**TASK BRIEF:**
Output every item below unchanged, character for character.

**TASK DATA:**

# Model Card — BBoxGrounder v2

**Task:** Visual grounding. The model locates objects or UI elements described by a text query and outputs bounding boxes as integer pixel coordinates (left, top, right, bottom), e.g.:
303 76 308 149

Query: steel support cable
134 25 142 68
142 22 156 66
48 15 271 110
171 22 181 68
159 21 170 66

**ANSWER BELOW:**
# Model Card — BBoxGrounder v2

**Task:** Visual grounding. The model locates objects or UI elements described by a text query and outputs bounding boxes as integer pixel coordinates (left, top, right, bottom), e.g.:
303 76 308 149

Query: steel support cable
134 25 142 68
142 22 156 66
48 15 271 110
171 22 181 68
159 21 170 66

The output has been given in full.